_Goal_. Can you reproduce all of the rows below verbatim, leaving out the pictures?

_Available data_.
------------------------------

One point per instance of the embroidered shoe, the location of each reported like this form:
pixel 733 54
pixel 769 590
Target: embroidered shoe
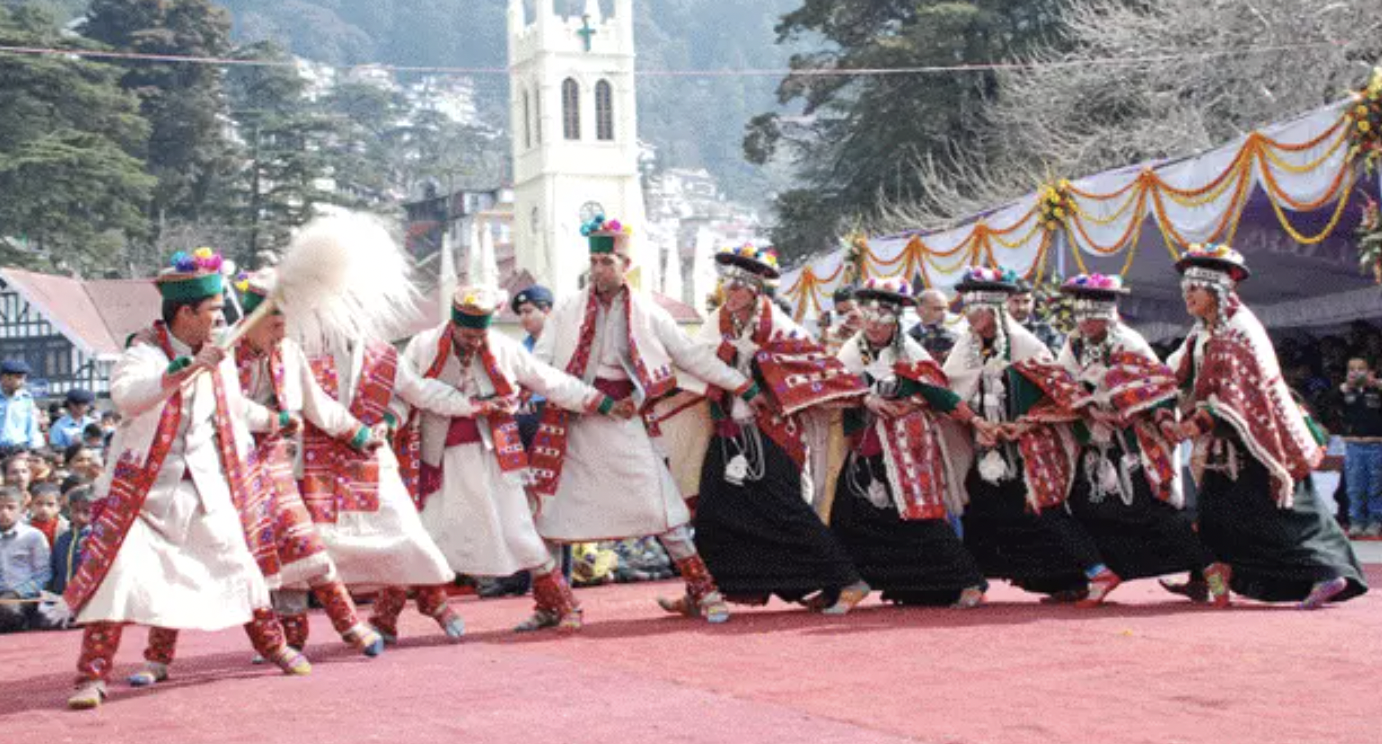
pixel 387 629
pixel 1067 596
pixel 1216 581
pixel 290 660
pixel 1323 592
pixel 1194 591
pixel 539 620
pixel 366 639
pixel 452 624
pixel 680 606
pixel 969 598
pixel 151 674
pixel 87 696
pixel 1100 585
pixel 850 596
pixel 713 609
pixel 571 621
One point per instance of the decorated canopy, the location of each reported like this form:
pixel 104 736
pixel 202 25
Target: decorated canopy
pixel 1288 197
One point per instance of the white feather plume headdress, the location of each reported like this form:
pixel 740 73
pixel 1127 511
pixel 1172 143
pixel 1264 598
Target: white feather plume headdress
pixel 344 278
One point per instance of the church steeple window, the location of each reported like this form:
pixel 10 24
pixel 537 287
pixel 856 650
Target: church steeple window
pixel 571 109
pixel 604 111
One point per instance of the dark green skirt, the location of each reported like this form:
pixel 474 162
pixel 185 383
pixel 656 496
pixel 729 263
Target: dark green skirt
pixel 1277 555
pixel 912 562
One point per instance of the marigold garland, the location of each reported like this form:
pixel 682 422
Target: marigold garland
pixel 1056 205
pixel 1364 119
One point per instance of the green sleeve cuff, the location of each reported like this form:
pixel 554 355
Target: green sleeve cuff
pixel 1024 393
pixel 1169 404
pixel 940 398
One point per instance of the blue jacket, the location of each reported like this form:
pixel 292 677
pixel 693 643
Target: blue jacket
pixel 20 421
pixel 67 558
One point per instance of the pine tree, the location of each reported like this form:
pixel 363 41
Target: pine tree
pixel 71 141
pixel 857 138
pixel 181 101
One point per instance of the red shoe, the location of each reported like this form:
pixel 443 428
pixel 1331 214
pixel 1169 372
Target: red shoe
pixel 1216 580
pixel 1100 585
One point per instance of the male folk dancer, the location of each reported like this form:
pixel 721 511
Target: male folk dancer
pixel 274 372
pixel 600 477
pixel 1021 463
pixel 362 502
pixel 1254 448
pixel 1021 307
pixel 758 534
pixel 181 540
pixel 1127 488
pixel 890 502
pixel 473 466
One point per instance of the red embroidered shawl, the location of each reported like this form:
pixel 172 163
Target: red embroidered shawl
pixel 912 450
pixel 503 428
pixel 796 374
pixel 1238 382
pixel 335 476
pixel 295 537
pixel 1048 457
pixel 133 480
pixel 1136 385
pixel 549 445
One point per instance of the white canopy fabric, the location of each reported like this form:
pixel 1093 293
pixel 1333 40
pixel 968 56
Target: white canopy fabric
pixel 1288 197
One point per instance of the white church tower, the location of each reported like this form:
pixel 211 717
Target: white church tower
pixel 575 137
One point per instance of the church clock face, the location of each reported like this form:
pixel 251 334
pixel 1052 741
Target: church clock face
pixel 590 210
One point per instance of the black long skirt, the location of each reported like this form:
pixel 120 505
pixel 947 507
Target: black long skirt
pixel 762 537
pixel 912 562
pixel 1144 538
pixel 1044 553
pixel 1277 555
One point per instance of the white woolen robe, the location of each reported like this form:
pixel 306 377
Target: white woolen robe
pixel 480 517
pixel 184 563
pixel 304 397
pixel 614 479
pixel 389 546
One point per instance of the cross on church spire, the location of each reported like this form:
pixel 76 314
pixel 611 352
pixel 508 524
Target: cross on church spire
pixel 585 31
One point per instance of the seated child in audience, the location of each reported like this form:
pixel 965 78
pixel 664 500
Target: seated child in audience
pixel 67 552
pixel 24 564
pixel 46 510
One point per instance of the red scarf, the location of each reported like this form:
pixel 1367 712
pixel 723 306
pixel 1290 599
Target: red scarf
pixel 503 428
pixel 131 481
pixel 295 537
pixel 796 372
pixel 912 450
pixel 337 477
pixel 1048 463
pixel 1136 385
pixel 549 445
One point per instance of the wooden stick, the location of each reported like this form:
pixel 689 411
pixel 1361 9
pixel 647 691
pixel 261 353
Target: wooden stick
pixel 239 331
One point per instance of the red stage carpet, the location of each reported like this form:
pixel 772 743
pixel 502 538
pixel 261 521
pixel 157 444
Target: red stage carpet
pixel 1150 668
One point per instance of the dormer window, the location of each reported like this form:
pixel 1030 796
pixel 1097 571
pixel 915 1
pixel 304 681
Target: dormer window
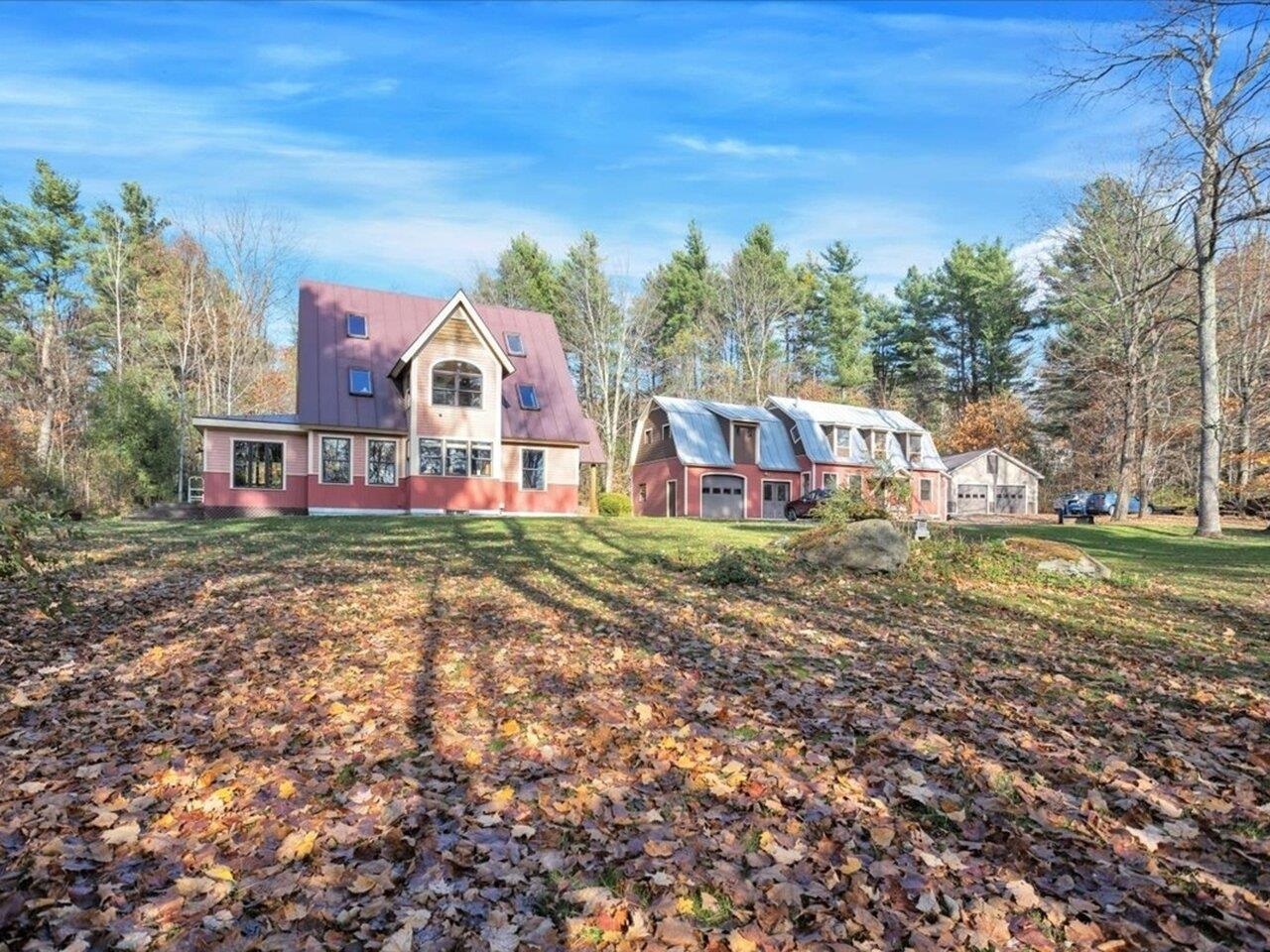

------------------------------

_Correct output_.
One point per instance of the embroidered shoe, the location of each reported like this form:
pixel 733 54
pixel 769 590
Target: embroidered shoe
pixel 387 629
pixel 1067 596
pixel 1216 581
pixel 290 660
pixel 1323 592
pixel 1194 591
pixel 539 620
pixel 366 639
pixel 452 624
pixel 680 606
pixel 969 598
pixel 151 674
pixel 87 696
pixel 1100 585
pixel 850 596
pixel 713 609
pixel 571 621
One point per instance of the decorated canopy, the location of each reported like this form:
pixel 104 736
pixel 202 25
Target: decorated canopy
pixel 1288 197
One point per instance of the white feather plume headdress, the location of each reported like this form:
pixel 740 73
pixel 1127 511
pixel 1172 143
pixel 1264 598
Target: white feather plume headdress
pixel 344 278
One point per instance of the church steeple window, the location of each reported like this form:
pixel 10 24
pixel 537 287
pixel 856 650
Target: church steeple window
pixel 571 109
pixel 604 111
One point per instance of the dark green skirt, the location of each reported like this form:
pixel 474 162
pixel 185 383
pixel 656 496
pixel 729 263
Target: dark green skirt
pixel 1277 555
pixel 912 562
One point per instance of the marigold garland, the location of each reported like this form:
pixel 682 422
Target: marigold garland
pixel 1056 205
pixel 1364 119
One point per instance of the green sleeve cuff, the location of each reported like this form:
pixel 554 355
Target: green sleeve cuff
pixel 1024 393
pixel 1169 404
pixel 940 398
One point per instance of the blue jacket, the location of each reported like this form:
pixel 292 677
pixel 693 643
Target: blue jacket
pixel 20 421
pixel 67 558
One point per instance of the pine tree, the location of each reported like this form:
pixel 363 41
Target: pine tree
pixel 71 141
pixel 857 138
pixel 181 101
One point per instance of the red shoe, the location of each reported like this form:
pixel 443 428
pixel 1331 214
pixel 1169 372
Target: red shoe
pixel 1216 580
pixel 1100 585
One point per instance of the male folk dancer, the location of each reported like this form:
pixel 721 511
Target: male folk dancer
pixel 274 372
pixel 600 477
pixel 1021 463
pixel 362 502
pixel 1254 448
pixel 1021 307
pixel 758 534
pixel 181 540
pixel 1127 488
pixel 890 502
pixel 473 466
One point per instance of the red embroidered shawl, the location of each reported like this form:
pixel 172 163
Target: red embroidered shawl
pixel 912 450
pixel 503 428
pixel 796 374
pixel 1238 382
pixel 335 476
pixel 295 537
pixel 1048 457
pixel 133 480
pixel 1136 385
pixel 549 445
One point per instance of the white canopy fabric, the location of each reported like this form:
pixel 1093 293
pixel 1333 40
pixel 968 56
Target: white canopy fabric
pixel 1288 197
One point per instance of the white church tower, the location of each reported like this form:
pixel 211 717
Target: white church tower
pixel 575 137
One point per instance of the church clock face, the location of each reported like this form:
pixel 251 334
pixel 1052 741
Target: church clock face
pixel 590 210
One point per instance of the black long skirt, the location of each reported like this form:
pixel 120 505
pixel 947 507
Target: black long skirt
pixel 762 537
pixel 912 562
pixel 1144 538
pixel 1044 553
pixel 1277 555
One point per instance of the white woolen robe, the location of each reported like this form:
pixel 306 377
Target: white woolen robe
pixel 480 517
pixel 184 563
pixel 304 397
pixel 614 479
pixel 389 546
One point per instance of the cross on church spire, the location of each reported like this form:
pixel 76 314
pixel 611 352
pixel 508 524
Target: cross on church spire
pixel 585 31
One point per instance of the seated child in audience, the location of each reported like this form:
pixel 965 78
pixel 664 500
Target: seated child in audience
pixel 67 552
pixel 24 564
pixel 46 510
One point per instance of the red scarf, the location of each reported like this form:
pixel 1367 712
pixel 723 306
pixel 1290 599
Target: red scarf
pixel 503 428
pixel 131 481
pixel 295 537
pixel 796 372
pixel 912 450
pixel 337 477
pixel 1048 463
pixel 1136 385
pixel 549 445
One point per instance of the wooden stick, the location of each reported like this form:
pixel 689 411
pixel 1361 9
pixel 647 691
pixel 261 353
Target: wooden stick
pixel 239 331
One point per instance of the red stage carpet, the location of each reported like this form:
pixel 772 743
pixel 502 538
pixel 261 521
pixel 157 444
Target: red stage carpet
pixel 1150 668
One point per instance of the dormer window, the location of each reported like this form:
pixel 1030 796
pixel 1097 571
pixel 915 1
pixel 304 681
Target: dormer window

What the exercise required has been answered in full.